=== WORK TO BE COMPLETED ===
Write out, exactly as they appear, only the lines running from the line with "Mark every instance of the beige" to the final line of the listing; include both.

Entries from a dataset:
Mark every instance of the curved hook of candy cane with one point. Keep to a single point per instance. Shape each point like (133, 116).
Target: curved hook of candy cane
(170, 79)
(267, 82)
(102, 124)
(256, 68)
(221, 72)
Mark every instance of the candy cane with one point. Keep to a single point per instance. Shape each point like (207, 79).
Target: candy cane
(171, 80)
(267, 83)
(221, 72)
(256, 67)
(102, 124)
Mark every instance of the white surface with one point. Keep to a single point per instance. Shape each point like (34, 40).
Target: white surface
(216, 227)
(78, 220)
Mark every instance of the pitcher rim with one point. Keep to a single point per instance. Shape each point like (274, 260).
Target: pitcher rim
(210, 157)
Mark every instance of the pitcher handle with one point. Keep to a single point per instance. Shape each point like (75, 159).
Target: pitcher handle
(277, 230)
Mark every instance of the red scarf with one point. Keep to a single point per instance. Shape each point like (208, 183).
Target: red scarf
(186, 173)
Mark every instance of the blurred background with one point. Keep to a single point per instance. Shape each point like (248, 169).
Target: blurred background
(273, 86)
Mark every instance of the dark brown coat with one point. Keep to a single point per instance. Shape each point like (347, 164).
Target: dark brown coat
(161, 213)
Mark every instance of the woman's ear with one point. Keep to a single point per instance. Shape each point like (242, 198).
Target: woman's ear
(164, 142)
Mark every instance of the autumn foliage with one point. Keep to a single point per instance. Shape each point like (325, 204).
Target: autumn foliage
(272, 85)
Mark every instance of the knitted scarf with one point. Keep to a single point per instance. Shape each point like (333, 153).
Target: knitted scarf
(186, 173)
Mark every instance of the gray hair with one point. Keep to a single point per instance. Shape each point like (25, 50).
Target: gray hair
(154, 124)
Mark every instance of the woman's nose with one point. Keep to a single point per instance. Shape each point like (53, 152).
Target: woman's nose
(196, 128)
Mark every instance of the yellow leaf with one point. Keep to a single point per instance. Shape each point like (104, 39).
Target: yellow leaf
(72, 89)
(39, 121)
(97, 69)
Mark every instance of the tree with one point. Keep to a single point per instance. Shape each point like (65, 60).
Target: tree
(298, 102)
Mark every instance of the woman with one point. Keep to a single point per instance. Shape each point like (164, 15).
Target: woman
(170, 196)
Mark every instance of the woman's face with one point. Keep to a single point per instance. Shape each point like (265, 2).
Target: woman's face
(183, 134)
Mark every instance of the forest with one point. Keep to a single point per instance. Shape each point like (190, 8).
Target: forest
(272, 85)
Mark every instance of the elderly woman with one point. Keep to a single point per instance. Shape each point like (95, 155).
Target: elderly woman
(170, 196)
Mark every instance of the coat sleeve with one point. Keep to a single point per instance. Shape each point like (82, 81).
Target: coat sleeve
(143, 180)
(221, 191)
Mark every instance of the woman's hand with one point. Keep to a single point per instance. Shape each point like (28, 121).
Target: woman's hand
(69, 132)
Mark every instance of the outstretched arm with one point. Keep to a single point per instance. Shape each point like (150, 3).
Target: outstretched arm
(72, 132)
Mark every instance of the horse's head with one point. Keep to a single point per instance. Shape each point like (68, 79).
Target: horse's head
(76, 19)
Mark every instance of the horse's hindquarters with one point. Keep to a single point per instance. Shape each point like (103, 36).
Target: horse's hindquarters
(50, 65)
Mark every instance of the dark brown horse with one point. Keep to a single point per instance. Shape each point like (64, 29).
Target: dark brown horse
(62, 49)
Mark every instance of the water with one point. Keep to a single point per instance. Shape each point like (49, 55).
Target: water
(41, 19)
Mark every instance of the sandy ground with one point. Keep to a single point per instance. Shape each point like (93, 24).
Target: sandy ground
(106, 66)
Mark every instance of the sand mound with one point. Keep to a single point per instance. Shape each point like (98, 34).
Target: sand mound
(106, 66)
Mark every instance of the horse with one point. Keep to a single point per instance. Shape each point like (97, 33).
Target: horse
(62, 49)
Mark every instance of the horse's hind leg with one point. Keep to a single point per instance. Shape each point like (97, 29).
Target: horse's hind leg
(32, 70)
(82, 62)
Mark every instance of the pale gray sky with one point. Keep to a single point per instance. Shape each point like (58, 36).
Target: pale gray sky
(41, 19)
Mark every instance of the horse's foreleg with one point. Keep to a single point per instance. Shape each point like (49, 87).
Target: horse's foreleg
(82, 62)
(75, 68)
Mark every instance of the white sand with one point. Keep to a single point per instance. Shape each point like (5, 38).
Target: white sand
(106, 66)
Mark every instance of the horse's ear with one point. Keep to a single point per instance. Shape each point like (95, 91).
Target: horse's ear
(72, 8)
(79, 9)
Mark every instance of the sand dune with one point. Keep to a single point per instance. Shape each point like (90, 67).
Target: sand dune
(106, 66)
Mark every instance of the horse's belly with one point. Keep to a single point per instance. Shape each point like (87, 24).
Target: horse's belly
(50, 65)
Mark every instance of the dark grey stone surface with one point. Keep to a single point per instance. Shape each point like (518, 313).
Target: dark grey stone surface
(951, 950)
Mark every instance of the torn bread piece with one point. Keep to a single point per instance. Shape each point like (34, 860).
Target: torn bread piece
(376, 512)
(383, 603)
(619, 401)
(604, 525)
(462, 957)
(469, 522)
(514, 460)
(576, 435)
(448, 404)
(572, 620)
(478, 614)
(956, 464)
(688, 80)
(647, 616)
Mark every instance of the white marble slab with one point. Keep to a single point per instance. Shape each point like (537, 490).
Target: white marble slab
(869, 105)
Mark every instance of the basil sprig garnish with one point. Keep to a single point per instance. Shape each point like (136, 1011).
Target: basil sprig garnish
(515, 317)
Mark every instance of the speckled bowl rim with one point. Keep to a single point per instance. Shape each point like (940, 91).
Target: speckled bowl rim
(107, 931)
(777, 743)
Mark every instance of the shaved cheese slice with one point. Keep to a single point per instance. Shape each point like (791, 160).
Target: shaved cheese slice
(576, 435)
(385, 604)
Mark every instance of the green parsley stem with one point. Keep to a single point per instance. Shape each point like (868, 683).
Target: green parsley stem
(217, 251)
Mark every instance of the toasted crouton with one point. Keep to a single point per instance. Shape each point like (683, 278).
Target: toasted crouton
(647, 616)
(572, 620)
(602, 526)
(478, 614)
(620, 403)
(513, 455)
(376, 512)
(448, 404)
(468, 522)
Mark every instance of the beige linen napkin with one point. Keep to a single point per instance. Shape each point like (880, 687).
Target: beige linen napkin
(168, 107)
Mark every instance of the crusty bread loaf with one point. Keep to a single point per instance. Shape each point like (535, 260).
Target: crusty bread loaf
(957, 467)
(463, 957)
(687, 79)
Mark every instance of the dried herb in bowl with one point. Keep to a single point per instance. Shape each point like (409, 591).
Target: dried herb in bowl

=== TASK RESPONSE ===
Mark every instance of the beige linen napkin with one point. Keep to a single point per instance. Shape each point like (880, 687).
Target: beige linen napkin
(168, 107)
Mark every instance of the crusty bread loaf with one point. Keep to a single point per instance. Shape each point like (535, 260).
Target: crusty bread loaf
(957, 467)
(463, 957)
(687, 79)
Mark every instance of the dried herb in bowl with one point. Keep to a single point per instance. Shape each point like (409, 591).
Target: dried herb in bowl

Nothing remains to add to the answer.